Set exercise:
Write out exactly the lines running from the line that includes "the white saltire" to the end of the data, both ends included, and nothing besides.
--- begin Given data ---
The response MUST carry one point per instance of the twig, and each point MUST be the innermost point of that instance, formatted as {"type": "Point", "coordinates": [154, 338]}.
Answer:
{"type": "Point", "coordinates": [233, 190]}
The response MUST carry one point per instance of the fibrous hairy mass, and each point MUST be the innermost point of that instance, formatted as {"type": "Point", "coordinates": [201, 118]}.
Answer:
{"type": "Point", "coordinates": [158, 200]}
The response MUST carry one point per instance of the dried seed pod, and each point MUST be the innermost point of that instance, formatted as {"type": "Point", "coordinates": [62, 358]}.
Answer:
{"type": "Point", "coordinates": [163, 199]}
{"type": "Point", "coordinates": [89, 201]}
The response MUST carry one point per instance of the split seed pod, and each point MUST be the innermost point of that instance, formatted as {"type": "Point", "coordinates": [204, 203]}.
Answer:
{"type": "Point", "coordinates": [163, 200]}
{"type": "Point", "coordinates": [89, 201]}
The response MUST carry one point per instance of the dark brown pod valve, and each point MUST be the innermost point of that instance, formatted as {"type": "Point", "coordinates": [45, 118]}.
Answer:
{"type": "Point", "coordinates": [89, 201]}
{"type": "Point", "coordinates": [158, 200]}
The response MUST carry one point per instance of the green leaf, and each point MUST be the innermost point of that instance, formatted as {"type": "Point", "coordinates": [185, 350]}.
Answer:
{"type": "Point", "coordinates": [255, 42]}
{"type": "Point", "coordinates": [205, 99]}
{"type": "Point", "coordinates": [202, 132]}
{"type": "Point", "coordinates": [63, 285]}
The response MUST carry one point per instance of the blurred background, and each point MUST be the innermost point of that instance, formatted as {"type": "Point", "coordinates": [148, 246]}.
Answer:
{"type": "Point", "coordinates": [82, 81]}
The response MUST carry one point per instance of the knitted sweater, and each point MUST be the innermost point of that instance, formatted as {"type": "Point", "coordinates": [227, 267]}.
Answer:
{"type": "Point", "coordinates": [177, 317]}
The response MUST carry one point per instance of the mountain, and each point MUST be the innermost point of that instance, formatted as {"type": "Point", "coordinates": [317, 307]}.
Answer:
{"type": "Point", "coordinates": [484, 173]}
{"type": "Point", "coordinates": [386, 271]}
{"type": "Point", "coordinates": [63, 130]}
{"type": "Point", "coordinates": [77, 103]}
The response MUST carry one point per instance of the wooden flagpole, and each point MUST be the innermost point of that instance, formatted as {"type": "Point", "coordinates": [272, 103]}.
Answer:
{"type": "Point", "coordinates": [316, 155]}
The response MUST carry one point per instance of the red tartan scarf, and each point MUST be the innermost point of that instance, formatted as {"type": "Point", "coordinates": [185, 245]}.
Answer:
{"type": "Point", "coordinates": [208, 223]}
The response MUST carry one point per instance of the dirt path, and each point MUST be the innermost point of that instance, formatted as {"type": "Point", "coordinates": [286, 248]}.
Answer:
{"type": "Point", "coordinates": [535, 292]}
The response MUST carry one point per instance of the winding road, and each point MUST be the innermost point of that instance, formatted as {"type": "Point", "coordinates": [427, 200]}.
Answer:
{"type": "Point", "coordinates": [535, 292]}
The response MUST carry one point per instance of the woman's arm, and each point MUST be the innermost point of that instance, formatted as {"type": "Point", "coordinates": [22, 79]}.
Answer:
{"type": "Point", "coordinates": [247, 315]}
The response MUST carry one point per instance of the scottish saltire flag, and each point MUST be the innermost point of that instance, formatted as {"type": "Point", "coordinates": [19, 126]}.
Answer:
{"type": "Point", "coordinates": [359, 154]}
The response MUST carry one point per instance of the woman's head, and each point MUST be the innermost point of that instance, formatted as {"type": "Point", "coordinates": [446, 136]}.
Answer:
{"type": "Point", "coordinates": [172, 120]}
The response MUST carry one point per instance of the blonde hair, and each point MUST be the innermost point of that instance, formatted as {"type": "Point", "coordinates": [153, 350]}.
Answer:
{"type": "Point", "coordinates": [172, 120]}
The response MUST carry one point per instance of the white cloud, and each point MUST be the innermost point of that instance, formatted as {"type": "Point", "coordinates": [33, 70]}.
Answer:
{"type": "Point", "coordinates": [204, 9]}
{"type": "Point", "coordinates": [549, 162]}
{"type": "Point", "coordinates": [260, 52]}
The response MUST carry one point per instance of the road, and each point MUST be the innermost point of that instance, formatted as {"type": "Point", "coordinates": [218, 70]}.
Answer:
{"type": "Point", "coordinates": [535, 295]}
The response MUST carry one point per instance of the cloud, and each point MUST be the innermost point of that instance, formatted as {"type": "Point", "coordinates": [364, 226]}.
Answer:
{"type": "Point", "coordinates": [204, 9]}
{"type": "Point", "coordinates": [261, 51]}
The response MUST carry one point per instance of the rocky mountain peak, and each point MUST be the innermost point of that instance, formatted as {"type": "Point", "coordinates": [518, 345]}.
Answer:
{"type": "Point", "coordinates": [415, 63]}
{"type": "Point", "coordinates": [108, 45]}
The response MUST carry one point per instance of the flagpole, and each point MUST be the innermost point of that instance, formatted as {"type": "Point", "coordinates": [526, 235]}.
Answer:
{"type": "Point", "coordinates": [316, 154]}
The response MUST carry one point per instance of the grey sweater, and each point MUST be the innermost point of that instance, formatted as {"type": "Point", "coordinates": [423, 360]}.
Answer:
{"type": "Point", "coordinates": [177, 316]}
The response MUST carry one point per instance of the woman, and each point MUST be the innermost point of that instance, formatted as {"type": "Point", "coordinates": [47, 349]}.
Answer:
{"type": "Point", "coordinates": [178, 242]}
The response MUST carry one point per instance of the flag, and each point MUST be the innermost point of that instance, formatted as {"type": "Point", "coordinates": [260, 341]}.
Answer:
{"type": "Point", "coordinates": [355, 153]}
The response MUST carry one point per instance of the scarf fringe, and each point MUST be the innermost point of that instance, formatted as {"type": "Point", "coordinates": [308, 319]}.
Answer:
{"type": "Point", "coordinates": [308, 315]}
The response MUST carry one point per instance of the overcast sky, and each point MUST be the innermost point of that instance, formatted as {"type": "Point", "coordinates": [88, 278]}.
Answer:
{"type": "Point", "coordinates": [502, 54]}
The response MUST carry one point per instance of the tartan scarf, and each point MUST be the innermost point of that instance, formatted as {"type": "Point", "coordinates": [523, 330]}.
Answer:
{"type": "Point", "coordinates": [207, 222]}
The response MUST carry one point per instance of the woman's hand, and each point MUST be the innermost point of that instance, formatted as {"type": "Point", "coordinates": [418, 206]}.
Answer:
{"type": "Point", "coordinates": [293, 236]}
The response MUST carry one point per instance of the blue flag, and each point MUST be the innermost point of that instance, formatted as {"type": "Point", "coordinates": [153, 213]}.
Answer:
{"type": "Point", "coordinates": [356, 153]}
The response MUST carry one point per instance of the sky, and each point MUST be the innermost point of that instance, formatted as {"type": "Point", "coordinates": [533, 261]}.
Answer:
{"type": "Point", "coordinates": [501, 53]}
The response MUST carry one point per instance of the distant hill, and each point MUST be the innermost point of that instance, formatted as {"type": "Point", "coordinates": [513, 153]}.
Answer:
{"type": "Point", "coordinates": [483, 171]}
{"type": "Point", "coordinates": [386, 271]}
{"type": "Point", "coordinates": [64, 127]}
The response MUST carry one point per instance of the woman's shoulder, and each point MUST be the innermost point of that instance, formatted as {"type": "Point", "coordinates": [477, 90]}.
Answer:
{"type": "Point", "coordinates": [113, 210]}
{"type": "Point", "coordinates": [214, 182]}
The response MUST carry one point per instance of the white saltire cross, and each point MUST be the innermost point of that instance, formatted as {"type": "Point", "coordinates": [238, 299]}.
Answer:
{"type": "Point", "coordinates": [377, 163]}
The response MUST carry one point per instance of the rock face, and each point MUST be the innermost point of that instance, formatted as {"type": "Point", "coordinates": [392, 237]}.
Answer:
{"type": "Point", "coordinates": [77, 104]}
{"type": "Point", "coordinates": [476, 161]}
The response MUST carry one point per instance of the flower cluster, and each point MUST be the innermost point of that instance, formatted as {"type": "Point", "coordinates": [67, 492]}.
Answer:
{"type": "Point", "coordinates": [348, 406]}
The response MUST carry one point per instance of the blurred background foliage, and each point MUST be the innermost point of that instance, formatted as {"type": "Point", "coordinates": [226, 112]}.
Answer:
--- end Given data ---
Exercise result:
The response MUST carry one point per instance of the white saltire cross, and each point MUST be the innermost point of that instance, formatted as {"type": "Point", "coordinates": [238, 299]}.
Answer:
{"type": "Point", "coordinates": [377, 163]}
The response MUST carry one point per instance of the rock face, and each point MUST be the innermost point of that instance, formatted as {"type": "Point", "coordinates": [392, 237]}.
Answer:
{"type": "Point", "coordinates": [77, 104]}
{"type": "Point", "coordinates": [476, 161]}
The response MUST carry one point per instance of the flower cluster, and each point MUST be the innermost point of that instance, formatted as {"type": "Point", "coordinates": [67, 492]}.
Answer:
{"type": "Point", "coordinates": [348, 406]}
The response MUST carry one point per instance of the blurred background foliage, and each point MUST be the innermost point of that instance, formatted as {"type": "Point", "coordinates": [226, 112]}.
Answer:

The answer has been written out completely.